Часы в браслете графини были не просто инструментом для измерения времени. Сам браслет стал основанием для часов, как в эпоху Возрождения таким основанием служили кольца. В модели графини была даже защитная золотая крышечка, как у функциональных карманных часов того времени. Это был первый гибрид функциональных часов и драгоценного украшения.
Всю конструкцию назвали «запястник». В первую очередь этот браслет был, во всяком случае для граини, символом статуса, и по современным стандартам это был прежде всего браслет, а потом уже часы. Оригинальный запястник был чем-то большим, чем просто сверкающее украшение. И такие часы-браслет, одновременно украшение и хронометр, стали хитом, во всяком случае среди женщин. Запястник графини произвел нужное впечатление. Для королевских особ и представительниц знати, которые могли их себе позволить, украшенные драгоценными камнями запястники стали обязательными. Для распространения тренда война не потребовалась, хватило старомодного каскадного потребления.
Хронометры – это самый парадоксальный вид драгоценностей. Это товар массового спроса, который ценят также за богатство и статус. С ними этот товар и ассоциируется. Они, безусловно, декоративны, но это одно из весьма редких ювелирных украшений, которое действительно выполняет конкретную функцию. Их делают из драгоценных металлов, украшают драгоценными камнями, но их главная ценность – это часовой механизм. Хотя часы помогают не опаздывать и следить за временем, они удивительным образом ассоциируются с классом бездельников. И все же часы всегда были неотъемлемой частью и промышленности, и войны. Наручные часы изначально ассоциировались с женскими украшениями, но во время военных действий и мужчины оценили их преимущество.
У часов долгая история, но среди хронометров наручные часы – это самое недавнее изобретение. Удивительно, но никому не пришло в голову привязать маленькие часы на запястье. Сделали это чуть более ста лет назад, и все потому, что богатой женщине из Венгрии захотелось чуть больше внимания к своей особе.
Но прогресс, как и время, не стоит на месте. К двадцатому веку вооружение стало современным, и ему требовалось четкое и координированное измерение времени. По мере того как общество, технологии и вооружение модернизировались, военным стала очевидной необходимость следить за временем, но так, чтобы обе руки оставались при этом свободными.

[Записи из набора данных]
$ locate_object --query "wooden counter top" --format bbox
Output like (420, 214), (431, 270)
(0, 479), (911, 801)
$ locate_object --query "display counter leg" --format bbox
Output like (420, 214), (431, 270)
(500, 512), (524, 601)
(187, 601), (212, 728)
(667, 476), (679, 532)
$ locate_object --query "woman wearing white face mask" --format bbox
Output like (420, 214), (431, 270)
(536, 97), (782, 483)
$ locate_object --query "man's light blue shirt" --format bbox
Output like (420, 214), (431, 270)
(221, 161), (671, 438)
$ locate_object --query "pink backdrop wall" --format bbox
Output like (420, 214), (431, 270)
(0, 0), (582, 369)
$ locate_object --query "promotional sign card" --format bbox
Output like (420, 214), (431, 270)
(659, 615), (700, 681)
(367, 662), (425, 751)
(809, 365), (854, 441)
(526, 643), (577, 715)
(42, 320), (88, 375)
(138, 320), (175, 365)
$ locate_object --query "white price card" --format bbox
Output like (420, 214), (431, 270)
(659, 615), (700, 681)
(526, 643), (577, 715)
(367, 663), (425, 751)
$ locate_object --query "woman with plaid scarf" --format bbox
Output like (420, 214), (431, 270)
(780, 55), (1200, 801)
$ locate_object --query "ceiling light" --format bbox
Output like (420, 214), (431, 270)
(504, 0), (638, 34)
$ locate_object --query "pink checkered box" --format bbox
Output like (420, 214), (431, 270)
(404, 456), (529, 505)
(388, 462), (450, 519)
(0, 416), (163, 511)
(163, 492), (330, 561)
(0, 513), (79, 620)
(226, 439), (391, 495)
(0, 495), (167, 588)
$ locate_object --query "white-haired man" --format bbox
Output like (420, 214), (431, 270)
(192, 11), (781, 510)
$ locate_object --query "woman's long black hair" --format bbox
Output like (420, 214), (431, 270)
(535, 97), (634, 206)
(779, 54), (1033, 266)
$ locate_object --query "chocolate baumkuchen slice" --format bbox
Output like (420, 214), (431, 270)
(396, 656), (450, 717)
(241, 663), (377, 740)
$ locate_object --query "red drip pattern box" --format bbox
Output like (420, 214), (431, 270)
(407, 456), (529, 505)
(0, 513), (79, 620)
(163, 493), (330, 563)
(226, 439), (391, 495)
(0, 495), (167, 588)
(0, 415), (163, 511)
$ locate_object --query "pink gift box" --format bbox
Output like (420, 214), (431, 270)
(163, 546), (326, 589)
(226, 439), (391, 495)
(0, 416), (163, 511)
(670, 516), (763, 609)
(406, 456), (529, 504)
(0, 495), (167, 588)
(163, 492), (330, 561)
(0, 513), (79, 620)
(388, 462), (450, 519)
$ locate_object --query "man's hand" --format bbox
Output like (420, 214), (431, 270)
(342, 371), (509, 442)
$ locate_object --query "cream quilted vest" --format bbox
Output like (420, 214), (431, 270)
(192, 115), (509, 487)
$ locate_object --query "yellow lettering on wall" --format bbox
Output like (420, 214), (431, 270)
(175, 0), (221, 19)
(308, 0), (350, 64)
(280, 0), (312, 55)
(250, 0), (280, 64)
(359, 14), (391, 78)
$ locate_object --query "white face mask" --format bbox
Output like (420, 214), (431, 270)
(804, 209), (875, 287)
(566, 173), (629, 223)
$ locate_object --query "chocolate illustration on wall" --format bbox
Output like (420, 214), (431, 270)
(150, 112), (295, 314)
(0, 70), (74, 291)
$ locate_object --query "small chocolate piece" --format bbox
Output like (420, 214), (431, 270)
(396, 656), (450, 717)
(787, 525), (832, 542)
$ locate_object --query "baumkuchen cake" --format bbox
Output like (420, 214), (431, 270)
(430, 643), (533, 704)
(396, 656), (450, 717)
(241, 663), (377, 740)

ЧТО СДЕЛАТЬ:
1 > Подсчитайте, в скольких строках записей встречается слово «baumkuchen». В ответе укажите только число.
2 > Продолжите отрывок об истории наручных часов, начав сразу после его последнего предложения.

ОТВЕТЫ К ЗАДАНИЯМ:
1 > 2

2 >
К началу двадцатого века наручные часы, которые все еще ассоциировались с женскими украшениями, стали для военных обязательными. Во время Первой мировой войны «часы на ремешке», по образу и подобию запястника графини Косковиц, стали ключевым элементом технологий и лучшим другом солдата. В военное время часы выпускали в больших количествах, чтобы снабжать солдат на передовой. Когда союзники встретились с войсками кайзера – немцы все еще пользовались карманными часами, – стало ясно, на чьей стороне преимущество.
К тому времени, как Первая мировая война закончилась, наручные часы стали точным хронометром, который занял постоянное место в ювелирном искусстве, технологии и моде. Часы показывали время более точно, спрос на них не только повышался, но и менялся, как и люди, которые их носили.
Это история об изобретении тщеславной графини, чей модный аксессуар сумел изменить вооружение и навсегда изменить восприятие времени современным человеком.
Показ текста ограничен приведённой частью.